Ausgewählter Abschnitt:
——

In der Taufe, so führt Paulus am Beginn dieses Kapitels aus, wird ein Mensch verbunden mit dem Sterben Jesu. Im Wasser untergetaucht, das heißt: ertränkt, hingerichtet durch ertränken. Und zugleich: herausgehoben aus der Todesmacht des Wassers – neu beschenkt mit einem Leben, dem der Tod nun nichts mehr anhaben kann. Wer glaubt und getauft ist, der ist ebenso unlösbar verbunden mit der Auferweckung des Herrn.

Das verändert alles! Wenn der Tod uns nicht mehr bevorsteht, dann brauchen wir auch nicht mehr so zu leben, als wenn das so wäre!

Dann sind wir nicht mehr unterworfen der Macht der Sünde. Wir brauchen nicht mehr aus Angst oder Sorge um unser Leben Dinge zu tun, die uns von Gott trennen.

In der Sprache der Soldaten: Wir haben den Sold, den die Sünde zahlt, bereits bekommen. Wir unterstehen nicht mehr diesem Befehlshaber. Ein Christ ist frei und entlassen.

Was dann kommt, nennt die Bibel Heiligung.

Nun aber, da ihr von der Sünde frei und Gottes Knechte geworden seid, habt ihr darin eure Frucht, dass ihr heilig werdet; das Ende aber ist das ewige Leben. schreibt Paulus.

Heiligung, das ist nun die positive Gestaltung unseres Lebens in Freiheit.

Eine erste Spur legt Paulus, wenn er von Hingabe spricht: Wer frei geworden ist, lebt mit Hingabe.

——

[Einträge zur Ortsbestimmung]
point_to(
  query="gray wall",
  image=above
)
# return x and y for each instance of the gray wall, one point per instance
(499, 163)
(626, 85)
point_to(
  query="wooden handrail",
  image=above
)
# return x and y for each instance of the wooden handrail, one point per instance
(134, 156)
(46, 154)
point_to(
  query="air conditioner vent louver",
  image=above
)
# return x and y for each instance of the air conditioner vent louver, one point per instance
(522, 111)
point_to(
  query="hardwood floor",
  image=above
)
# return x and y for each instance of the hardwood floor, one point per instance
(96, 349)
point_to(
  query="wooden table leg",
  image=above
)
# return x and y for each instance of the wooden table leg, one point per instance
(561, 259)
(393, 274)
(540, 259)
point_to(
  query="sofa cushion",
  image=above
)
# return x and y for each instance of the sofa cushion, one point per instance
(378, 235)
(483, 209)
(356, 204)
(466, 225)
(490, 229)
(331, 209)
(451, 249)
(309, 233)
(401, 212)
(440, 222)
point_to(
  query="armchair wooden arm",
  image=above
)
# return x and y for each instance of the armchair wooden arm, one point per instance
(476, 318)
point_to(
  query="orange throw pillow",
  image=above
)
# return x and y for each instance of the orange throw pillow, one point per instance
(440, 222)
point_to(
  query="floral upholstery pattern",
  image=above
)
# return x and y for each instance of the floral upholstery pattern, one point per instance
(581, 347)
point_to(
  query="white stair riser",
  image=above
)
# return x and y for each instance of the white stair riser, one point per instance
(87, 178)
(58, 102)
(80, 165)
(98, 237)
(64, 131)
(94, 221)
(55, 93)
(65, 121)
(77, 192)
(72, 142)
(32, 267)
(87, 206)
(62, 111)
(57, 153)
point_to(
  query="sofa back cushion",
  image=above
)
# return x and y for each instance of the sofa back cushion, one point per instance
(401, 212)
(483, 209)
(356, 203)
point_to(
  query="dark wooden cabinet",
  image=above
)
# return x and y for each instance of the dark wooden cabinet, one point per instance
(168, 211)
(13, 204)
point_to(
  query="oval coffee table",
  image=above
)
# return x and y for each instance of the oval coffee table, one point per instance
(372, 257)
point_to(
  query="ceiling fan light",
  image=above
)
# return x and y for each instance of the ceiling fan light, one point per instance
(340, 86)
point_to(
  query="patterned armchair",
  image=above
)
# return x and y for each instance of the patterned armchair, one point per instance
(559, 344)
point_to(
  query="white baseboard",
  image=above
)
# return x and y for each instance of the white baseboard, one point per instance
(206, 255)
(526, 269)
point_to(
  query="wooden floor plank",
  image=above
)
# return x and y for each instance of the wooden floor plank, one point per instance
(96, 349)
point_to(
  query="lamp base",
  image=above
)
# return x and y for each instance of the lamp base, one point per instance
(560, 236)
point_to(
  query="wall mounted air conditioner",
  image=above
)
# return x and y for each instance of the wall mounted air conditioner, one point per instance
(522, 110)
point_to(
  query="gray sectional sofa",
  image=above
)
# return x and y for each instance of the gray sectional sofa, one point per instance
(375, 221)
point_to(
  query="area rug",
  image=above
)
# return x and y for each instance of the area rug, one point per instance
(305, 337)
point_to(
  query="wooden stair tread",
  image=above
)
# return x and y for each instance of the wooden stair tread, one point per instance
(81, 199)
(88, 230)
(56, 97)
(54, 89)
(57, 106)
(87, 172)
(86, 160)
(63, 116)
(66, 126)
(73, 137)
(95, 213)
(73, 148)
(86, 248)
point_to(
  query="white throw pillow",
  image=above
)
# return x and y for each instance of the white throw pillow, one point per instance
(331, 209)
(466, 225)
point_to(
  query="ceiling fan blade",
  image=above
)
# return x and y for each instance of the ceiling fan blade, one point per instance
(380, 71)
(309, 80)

——

Erforderliche Aufgaben:
a: Kannst du aus dem ausgewählten Abschnitt den Teil, der bei „In der Taufe, so“ beginnt und bei „frei und entlassen.“ endet, Wort für Wort duplizieren?
b: Welche Zeilen der Einträge enthalten die Zeichenfolge „pillow“? Suche jede davon heraus und gib sie unverändert wieder.

Antworten:
a:
In der Taufe, so führt Paulus am Beginn dieses Kapitels aus, wird ein Mensch verbunden mit dem Sterben Jesu. Im Wasser untergetaucht, das heißt: ertränkt, hingerichtet durch ertränken. Und zugleich: herausgehoben aus der Todesmacht des Wassers – neu beschenkt mit einem Leben, dem der Tod nun nichts mehr anhaben kann. Wer glaubt und getauft ist, der ist ebenso unlösbar verbunden mit der Auferweckung des Herrn.

Das verändert alles! Wenn der Tod uns nicht mehr bevorsteht, dann brauchen wir auch nicht mehr so zu leben, als wenn das so wäre!

Dann sind wir nicht mehr unterworfen der Macht der Sünde. Wir brauchen nicht mehr aus Angst oder Sorge um unser Leben Dinge zu tun, die uns von Gott trennen.

In der Sprache der Soldaten: Wir haben den Sold, den die Sünde zahlt, bereits bekommen. Wir unterstehen nicht mehr diesem Befehlshaber. Ein Christ ist frei und entlassen.

b:
  query="orange throw pillow",
# return x and y for each instance of the orange throw pillow, one point per instance
  query="white throw pillow",
# return x and y for each instance of the white throw pillow, one point per instance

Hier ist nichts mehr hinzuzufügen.